## DOCUMENT SECTION
----

# Step 4 Data Acquision

In the first three steps we have laid out the foundation of the project. The next step is to gather data.

In real-life projects, data can come from multiple sources such as data lakes, databases, and file sotrage. Each of these sources present unique challenges in terms of data acquision. The typical steps needed to be followed include:

**Data Lakes:**
- Establish secure connections to cloud storage (AWS S3, Azure Data Lake, GCP)
- Handle various file formats (Parquet, Delta, ORC) and compression types
- Manage access permissions and data governance policies

**Databases:**
- Set up database connections with proper authentication
- Write optimized queries to extract relevant data subsets or use the existing stored procedures.
- In case of large datasets, use pagination or streaming.

----

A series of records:
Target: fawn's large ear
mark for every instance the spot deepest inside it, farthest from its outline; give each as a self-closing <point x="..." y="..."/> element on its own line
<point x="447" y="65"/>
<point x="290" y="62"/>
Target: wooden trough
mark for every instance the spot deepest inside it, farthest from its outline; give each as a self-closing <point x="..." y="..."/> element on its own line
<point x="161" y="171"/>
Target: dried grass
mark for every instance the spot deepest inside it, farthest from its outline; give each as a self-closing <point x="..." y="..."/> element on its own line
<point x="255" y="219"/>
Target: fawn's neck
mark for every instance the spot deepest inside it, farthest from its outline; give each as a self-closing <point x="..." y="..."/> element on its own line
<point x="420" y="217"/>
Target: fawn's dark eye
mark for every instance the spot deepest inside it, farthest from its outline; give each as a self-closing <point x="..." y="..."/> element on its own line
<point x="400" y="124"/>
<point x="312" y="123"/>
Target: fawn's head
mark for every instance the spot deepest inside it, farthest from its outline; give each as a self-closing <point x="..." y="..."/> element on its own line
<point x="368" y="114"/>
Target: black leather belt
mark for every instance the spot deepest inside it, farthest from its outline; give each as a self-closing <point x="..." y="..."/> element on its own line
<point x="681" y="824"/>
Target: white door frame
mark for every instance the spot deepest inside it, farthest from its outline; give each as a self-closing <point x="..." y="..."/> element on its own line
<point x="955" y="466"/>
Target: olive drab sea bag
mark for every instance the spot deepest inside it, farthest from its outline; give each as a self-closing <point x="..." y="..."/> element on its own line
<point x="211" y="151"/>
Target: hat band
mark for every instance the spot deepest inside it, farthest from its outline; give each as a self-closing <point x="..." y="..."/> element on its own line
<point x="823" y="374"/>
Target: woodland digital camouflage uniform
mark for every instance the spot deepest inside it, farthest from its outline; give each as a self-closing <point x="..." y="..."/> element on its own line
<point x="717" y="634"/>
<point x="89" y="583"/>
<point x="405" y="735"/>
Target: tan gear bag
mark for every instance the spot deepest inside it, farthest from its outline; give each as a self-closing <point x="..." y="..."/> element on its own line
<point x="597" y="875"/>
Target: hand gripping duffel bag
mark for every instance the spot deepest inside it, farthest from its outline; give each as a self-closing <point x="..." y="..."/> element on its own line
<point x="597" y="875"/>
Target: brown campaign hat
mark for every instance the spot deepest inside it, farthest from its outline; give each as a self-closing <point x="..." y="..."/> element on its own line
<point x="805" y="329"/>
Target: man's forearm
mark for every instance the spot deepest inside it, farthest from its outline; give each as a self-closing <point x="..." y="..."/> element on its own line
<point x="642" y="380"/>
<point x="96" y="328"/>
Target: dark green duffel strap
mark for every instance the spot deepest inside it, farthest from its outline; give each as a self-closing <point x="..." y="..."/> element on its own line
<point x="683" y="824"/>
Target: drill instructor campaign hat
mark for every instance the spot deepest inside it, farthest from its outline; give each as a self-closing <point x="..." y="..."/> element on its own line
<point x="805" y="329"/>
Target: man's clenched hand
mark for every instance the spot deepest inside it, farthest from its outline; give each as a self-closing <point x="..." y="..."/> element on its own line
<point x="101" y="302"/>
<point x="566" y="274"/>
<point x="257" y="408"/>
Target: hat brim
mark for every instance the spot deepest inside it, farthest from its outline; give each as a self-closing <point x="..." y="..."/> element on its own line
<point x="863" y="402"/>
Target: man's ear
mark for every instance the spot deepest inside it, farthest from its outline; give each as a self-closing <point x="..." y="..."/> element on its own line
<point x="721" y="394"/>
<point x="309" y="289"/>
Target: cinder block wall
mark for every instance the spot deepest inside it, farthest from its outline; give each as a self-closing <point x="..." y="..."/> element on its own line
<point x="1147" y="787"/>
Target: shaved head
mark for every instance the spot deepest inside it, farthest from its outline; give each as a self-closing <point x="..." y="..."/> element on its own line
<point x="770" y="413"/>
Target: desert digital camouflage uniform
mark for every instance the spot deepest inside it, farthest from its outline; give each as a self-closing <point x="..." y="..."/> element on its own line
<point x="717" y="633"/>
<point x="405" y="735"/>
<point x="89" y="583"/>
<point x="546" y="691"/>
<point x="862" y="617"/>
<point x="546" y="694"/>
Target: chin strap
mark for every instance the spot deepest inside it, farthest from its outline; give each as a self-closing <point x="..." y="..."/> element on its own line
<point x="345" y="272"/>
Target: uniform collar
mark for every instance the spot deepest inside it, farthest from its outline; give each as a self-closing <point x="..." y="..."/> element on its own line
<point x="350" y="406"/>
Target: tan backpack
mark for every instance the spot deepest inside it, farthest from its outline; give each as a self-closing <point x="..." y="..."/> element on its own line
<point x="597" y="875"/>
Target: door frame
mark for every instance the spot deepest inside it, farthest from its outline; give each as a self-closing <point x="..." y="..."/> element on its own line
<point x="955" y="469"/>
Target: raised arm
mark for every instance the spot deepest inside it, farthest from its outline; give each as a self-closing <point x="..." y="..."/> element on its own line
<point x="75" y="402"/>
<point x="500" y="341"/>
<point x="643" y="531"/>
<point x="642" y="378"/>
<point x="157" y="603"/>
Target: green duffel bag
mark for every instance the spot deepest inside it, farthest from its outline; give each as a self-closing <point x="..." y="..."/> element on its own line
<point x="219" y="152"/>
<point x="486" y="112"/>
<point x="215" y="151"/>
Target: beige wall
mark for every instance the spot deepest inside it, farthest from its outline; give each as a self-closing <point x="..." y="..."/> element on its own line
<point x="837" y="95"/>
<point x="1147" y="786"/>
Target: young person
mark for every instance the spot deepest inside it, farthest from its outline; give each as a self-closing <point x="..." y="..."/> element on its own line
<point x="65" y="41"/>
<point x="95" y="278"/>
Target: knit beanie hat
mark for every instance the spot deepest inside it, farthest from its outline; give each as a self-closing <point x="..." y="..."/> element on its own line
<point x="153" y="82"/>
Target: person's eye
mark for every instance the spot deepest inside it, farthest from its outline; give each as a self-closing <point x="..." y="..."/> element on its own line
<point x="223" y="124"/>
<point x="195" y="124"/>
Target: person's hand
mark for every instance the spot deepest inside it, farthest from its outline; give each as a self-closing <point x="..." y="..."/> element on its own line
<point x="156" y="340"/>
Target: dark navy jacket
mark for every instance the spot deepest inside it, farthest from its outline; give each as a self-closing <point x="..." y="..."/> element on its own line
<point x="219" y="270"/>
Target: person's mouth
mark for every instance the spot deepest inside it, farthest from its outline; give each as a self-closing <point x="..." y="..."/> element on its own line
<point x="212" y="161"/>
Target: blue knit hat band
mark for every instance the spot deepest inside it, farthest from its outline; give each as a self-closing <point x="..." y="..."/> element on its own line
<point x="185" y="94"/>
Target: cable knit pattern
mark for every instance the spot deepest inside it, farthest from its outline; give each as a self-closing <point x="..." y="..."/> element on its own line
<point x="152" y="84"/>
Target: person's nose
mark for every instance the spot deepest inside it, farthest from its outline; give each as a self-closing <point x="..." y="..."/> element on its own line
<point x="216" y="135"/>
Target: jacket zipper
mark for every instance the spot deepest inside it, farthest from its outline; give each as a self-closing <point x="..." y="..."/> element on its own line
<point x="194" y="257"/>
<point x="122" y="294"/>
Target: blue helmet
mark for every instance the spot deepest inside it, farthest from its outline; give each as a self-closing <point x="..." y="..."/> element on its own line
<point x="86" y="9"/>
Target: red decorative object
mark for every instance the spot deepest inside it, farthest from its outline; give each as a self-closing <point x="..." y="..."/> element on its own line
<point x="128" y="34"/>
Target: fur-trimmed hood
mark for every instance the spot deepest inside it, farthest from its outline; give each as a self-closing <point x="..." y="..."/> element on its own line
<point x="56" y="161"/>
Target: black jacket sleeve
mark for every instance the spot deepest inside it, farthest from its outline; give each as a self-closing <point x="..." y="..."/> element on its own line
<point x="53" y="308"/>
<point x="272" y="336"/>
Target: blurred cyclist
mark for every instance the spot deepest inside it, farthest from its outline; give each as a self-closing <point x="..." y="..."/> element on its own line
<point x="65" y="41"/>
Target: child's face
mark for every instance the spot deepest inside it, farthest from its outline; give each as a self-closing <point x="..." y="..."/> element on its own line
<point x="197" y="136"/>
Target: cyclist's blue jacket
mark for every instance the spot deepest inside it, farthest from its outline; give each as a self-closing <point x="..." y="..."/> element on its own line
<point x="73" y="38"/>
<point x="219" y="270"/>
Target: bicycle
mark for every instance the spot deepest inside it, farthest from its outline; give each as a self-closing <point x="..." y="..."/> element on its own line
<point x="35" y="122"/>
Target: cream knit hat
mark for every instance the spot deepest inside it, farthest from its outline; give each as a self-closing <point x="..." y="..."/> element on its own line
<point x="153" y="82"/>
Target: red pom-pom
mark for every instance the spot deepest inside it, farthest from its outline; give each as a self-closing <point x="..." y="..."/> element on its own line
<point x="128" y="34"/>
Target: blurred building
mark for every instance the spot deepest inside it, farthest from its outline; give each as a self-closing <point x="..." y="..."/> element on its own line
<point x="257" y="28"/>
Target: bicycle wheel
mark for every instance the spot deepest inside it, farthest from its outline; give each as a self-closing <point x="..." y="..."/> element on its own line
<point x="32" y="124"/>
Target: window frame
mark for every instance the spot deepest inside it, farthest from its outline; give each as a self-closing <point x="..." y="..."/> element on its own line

----

## SHORT PROBLEM 1
On the data acquisition page, which file formats does the text list for data lakes?
## SHORT PROBLEM 2
Reproduce everything in the records from the line containing "Target: cyclist's blue jacket" down to the end of the records, including both ends.
The text and the records are unrelated material.

## FINISHED ANSWER 1
Parquet, Delta, and ORC.

## FINISHED ANSWER 2
Target: cyclist's blue jacket
mark for every instance the spot deepest inside it, farthest from its outline; give each as a self-closing <point x="..." y="..."/> element on its own line
<point x="73" y="38"/>
<point x="219" y="270"/>
Target: bicycle
mark for every instance the spot deepest inside it, farthest from its outline; give each as a self-closing <point x="..." y="..."/> element on its own line
<point x="35" y="122"/>
Target: cream knit hat
mark for every instance the spot deepest inside it, farthest from its outline; give each as a self-closing <point x="..." y="..."/> element on its own line
<point x="153" y="82"/>
Target: red pom-pom
mark for every instance the spot deepest inside it, farthest from its outline; give each as a self-closing <point x="..." y="..."/> element on its own line
<point x="128" y="34"/>
Target: blurred building
mark for every instance the spot deepest inside it, farthest from its outline; give each as a self-closing <point x="..." y="..."/> element on its own line
<point x="257" y="28"/>
Target: bicycle wheel
mark for every instance the spot deepest inside it, farthest from its outline; give each as a self-closing <point x="..." y="..."/> element on its own line
<point x="32" y="124"/>
Target: window frame
mark for every instance the spot deepest inside it, farthest from its outline; give each as a self-closing <point x="..." y="..."/> element on its own line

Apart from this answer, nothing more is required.